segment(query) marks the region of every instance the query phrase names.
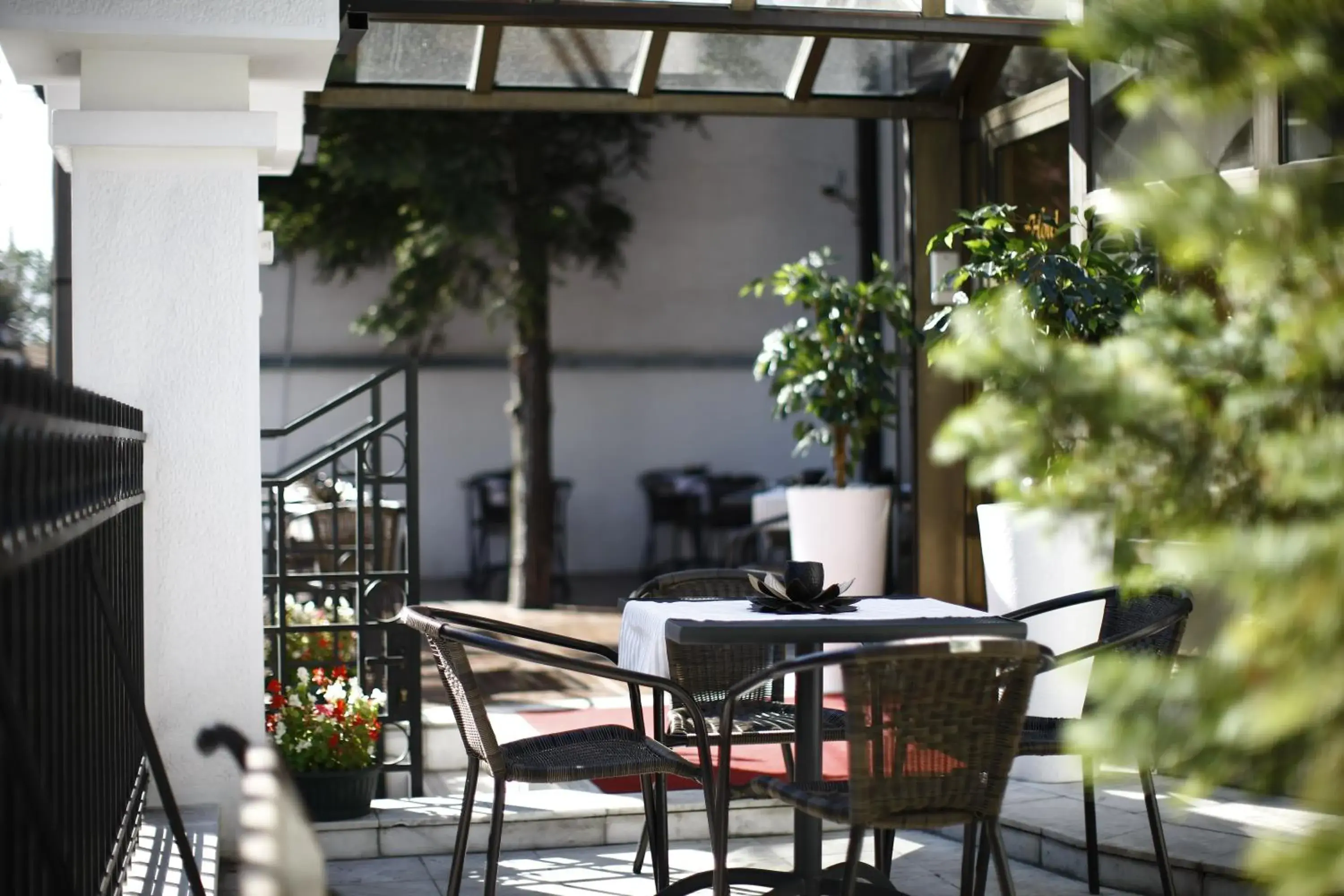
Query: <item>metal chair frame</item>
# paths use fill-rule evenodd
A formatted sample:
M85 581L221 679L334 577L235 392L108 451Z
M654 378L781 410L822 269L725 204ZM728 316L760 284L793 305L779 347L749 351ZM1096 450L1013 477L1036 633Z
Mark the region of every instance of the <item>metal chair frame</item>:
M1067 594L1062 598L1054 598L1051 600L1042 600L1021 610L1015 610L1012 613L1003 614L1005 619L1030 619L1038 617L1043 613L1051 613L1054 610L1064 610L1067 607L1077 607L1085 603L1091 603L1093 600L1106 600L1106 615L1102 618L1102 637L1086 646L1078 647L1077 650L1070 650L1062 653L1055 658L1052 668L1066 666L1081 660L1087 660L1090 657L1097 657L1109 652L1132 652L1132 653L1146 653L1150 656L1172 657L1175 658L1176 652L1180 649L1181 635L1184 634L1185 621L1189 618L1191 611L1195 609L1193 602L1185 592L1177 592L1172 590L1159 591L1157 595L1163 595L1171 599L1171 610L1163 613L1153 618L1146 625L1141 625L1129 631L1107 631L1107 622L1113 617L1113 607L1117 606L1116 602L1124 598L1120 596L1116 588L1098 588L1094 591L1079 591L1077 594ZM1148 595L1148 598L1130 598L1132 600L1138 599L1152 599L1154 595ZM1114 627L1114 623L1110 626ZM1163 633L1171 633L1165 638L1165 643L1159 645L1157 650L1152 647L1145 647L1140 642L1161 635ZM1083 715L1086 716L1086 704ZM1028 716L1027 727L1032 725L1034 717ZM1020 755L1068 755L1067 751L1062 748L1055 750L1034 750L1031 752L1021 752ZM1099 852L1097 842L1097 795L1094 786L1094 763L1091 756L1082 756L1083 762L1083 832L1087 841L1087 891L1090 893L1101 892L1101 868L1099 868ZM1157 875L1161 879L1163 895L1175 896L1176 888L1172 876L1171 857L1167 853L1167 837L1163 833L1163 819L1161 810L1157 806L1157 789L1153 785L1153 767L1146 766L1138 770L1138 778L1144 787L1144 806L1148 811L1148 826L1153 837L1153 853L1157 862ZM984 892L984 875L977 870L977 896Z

- _DIRECTIVE_
Copy every line of the records above word for word, leaving out the pictures.

- _SOLUTION TO THIS EXERCISE_
segment(query) marks the region of every instance the query phrase names.
Query: <item>metal chair frame</item>
# paths use fill-rule evenodd
A formatted sample:
M85 581L221 679L334 577L235 392L108 451Z
M654 378L781 410L822 269L725 204ZM728 316L760 284L793 305L779 347L749 351ZM1096 450L1013 477L1036 633Z
Mark the region of every instance of the <item>metal chair frame</item>:
M1067 594L1062 598L1054 598L1051 600L1042 600L1021 610L1015 610L1012 613L1003 614L1005 619L1030 619L1038 617L1043 613L1051 613L1054 610L1064 610L1067 607L1077 607L1085 603L1091 603L1093 600L1106 600L1106 615L1102 618L1102 637L1086 646L1078 647L1077 650L1070 650L1062 653L1055 658L1052 668L1066 666L1081 660L1087 660L1090 657L1097 657L1109 652L1132 652L1132 653L1146 653L1150 656L1172 657L1175 658L1176 652L1180 649L1181 635L1184 634L1185 621L1189 618L1191 611L1195 609L1193 602L1185 592L1177 592L1172 590L1159 591L1157 595L1163 595L1171 599L1171 610L1163 613L1153 618L1146 625L1141 625L1129 631L1107 631L1107 622L1113 617L1113 607L1117 606L1116 602L1124 598L1120 596L1116 588L1098 588L1094 591L1079 591L1077 594ZM1148 595L1148 598L1130 598L1132 600L1138 599L1152 599L1154 595ZM1114 627L1114 623L1110 626ZM1163 633L1171 633L1165 638L1165 643L1159 645L1157 650L1152 647L1145 647L1140 642L1161 635ZM1083 715L1086 716L1086 704ZM1028 716L1027 727L1032 725L1034 717ZM1020 755L1068 755L1067 751L1062 748L1055 750L1034 750L1031 752L1021 752ZM1099 852L1097 842L1097 795L1094 786L1094 763L1091 756L1082 756L1083 762L1083 832L1087 841L1087 891L1090 893L1101 892L1101 868L1099 868ZM1157 875L1161 879L1163 895L1175 896L1176 888L1172 876L1171 857L1167 853L1167 837L1163 833L1163 819L1161 810L1157 806L1157 789L1153 785L1153 767L1146 766L1138 770L1138 778L1144 787L1144 806L1148 811L1148 826L1153 837L1153 853L1157 862ZM984 892L984 875L977 870L977 896Z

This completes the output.